Your task: Set the entries down once more, exactly as they are worded.

Dataset:
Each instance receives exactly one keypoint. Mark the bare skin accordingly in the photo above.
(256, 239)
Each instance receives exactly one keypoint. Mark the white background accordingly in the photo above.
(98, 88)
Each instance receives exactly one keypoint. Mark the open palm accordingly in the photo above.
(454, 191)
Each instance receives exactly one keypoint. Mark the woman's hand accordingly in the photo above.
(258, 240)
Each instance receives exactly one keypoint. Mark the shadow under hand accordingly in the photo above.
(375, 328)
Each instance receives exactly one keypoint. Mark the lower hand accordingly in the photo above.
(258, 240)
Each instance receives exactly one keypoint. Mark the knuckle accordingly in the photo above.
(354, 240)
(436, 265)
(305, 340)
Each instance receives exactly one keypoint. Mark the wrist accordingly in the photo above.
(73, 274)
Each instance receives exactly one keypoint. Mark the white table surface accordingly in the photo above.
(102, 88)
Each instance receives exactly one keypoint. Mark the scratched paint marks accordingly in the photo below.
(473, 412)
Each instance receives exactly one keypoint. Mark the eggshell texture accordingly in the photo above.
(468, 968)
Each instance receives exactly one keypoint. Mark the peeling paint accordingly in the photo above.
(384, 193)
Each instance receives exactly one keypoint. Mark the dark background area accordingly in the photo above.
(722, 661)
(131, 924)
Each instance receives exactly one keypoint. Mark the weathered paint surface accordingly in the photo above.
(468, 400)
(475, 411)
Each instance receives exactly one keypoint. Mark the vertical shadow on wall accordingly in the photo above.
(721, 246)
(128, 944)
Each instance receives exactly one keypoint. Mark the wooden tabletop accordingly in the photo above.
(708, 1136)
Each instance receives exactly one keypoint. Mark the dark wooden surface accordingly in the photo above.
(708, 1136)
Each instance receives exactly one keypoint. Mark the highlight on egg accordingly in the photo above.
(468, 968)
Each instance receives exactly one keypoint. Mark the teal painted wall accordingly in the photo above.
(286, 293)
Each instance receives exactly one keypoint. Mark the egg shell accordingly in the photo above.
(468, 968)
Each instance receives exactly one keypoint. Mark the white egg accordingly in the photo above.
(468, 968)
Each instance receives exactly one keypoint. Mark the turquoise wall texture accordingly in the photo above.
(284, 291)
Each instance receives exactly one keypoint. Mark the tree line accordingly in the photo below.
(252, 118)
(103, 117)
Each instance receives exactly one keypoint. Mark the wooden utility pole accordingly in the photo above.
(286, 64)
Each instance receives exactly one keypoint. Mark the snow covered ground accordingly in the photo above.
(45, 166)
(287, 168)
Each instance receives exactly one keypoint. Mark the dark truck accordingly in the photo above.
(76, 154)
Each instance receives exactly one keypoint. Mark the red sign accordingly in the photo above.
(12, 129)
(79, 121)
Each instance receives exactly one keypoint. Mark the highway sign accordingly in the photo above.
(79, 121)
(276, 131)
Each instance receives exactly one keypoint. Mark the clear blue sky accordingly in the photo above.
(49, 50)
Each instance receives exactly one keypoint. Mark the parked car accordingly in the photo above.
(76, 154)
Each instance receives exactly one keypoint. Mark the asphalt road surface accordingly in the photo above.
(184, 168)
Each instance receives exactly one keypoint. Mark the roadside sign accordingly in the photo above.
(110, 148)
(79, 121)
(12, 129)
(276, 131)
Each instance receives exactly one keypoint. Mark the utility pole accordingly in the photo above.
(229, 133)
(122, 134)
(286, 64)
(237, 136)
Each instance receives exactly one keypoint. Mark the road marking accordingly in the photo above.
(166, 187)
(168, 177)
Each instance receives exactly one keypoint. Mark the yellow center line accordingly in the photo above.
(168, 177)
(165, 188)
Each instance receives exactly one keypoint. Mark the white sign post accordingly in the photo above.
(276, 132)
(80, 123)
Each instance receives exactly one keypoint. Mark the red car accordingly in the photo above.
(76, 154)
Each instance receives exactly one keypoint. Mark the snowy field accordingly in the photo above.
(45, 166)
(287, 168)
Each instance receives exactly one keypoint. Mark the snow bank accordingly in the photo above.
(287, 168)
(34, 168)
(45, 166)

Exercise solution:
Each instance receives exactly one keypoint. Mark the bare skin accordingly in the photo above.
(256, 239)
Each instance receives exactly one keypoint. Mark the white background accordingly in the photo above.
(98, 88)
Each instance receives exactly one keypoint. Mark the open palm accordingly in the photo above.
(454, 191)
Each instance receives exactly one keypoint. Mark the woman's hand accordingly in the photo above.
(258, 240)
Each instance receives exactly one keypoint. Mark the shadow under hand accordingly in the photo above.
(375, 328)
Each instance receives exactly one keypoint. Mark the lower hand accordingly in the photo above.
(258, 240)
Each instance receives exactly one keypoint. Mark the knuckle accordingly in the photo above.
(354, 240)
(436, 265)
(305, 340)
Each instance receives exactly one keypoint. Mark the wrist accordingly in the photo above.
(73, 274)
Each instance receives exactly one keypoint. Mark the white table surface accordingly in the photo above.
(102, 88)
Each instance receives exactly one keypoint. Mark the scratched paint marks accordingly in the photo below.
(473, 412)
Each instance receives exactly one keypoint. Mark the eggshell texture accordingly in the photo above.
(468, 968)
Each instance receives exactly one keypoint. Mark the peeling paint accordingly in the photo above.
(384, 193)
Each instance receives exactly one keypoint. Mark the dark background area accordingly in the photo above.
(722, 661)
(131, 924)
Each instance receives exactly one keypoint. Mark the weathered paint surface accordingly in the photo above.
(468, 400)
(475, 411)
Each instance receives exactly one keypoint. Mark the vertical shadow on wall accordingly in the photo above.
(721, 246)
(128, 944)
Each instance receives exactly one keypoint. Mark the wooden tabletop accordingly in the photo above.
(708, 1136)
Each instance receives exactly one keypoint. Mark the dark wooden surface accordingly in the photo above.
(708, 1136)
Each instance receives exactly one keypoint. Mark the highlight on egg accordingly in the photo above.
(468, 968)
Each instance receives exactly one keypoint. Mark the teal painted wall accordingly in the photo above.
(286, 293)
Each instance receives exactly one keypoint. Mark the egg shell accordingly in the photo above.
(468, 968)
Each instance receives exactly one keypoint. Mark the white egg accordingly in the photo above.
(468, 968)
Each instance receives exactly one keypoint. Mark the turquoise wall texture accordingly in the photo above.
(284, 291)
Each instance receives exactly one keypoint. Mark the tree line accordingly in the photo below.
(252, 118)
(103, 117)
Each instance receives exactly one keypoint. Mark the wooden utility pole accordingly in the photo above.
(286, 64)
Each instance receives exactly one keypoint. Mark the snow covered ground accordingly in the photo above.
(45, 166)
(287, 168)
Each instance receives exactly one keypoint. Mark the dark truck accordingly in the photo above.
(76, 154)
Each instance receives exactly one keypoint. Mark the red sign accordingly in the photo above.
(12, 129)
(79, 121)
Each instance receives exactly one keypoint. Mark the highway sign accordingly in the photo above.
(79, 121)
(276, 131)
Each instance receives exactly one keypoint. Mark the clear blue sky accordingly in the photo above.
(49, 50)
Each instance receives exactly one keypoint. Mark the parked car accordingly in the photo above.
(76, 154)
Each instance receives exactly one keypoint. Mark the asphalt road surface accordingly in the photo above.
(184, 168)
Each instance receives exactly one keypoint. Mark the roadside sign accordingly in the photo above.
(110, 148)
(79, 121)
(12, 129)
(276, 131)
Each instance receives exactly one keypoint. Mark the utility pole accordingly in the photo above.
(229, 133)
(122, 134)
(286, 64)
(237, 136)
Each instance receives exactly one keypoint. Mark the road marking accordingly in the photo above.
(166, 187)
(168, 177)
Each instance receives exactly one keypoint. Mark the yellow center line accordingly in the photo above.
(168, 177)
(165, 188)
Each instance receives exactly one keypoint. Mark the white sign post accordingly in the photo above.
(276, 132)
(80, 123)
Each instance receives exactly one keypoint. Mark the red car accordingly in the photo above.
(76, 154)
Each instance receives exactly one keypoint. Mark the snowy field accordingly in the photo above.
(45, 166)
(287, 168)
Each instance receives exactly one keypoint. Mark the snow bank accordingly in the photo above.
(287, 168)
(34, 168)
(45, 166)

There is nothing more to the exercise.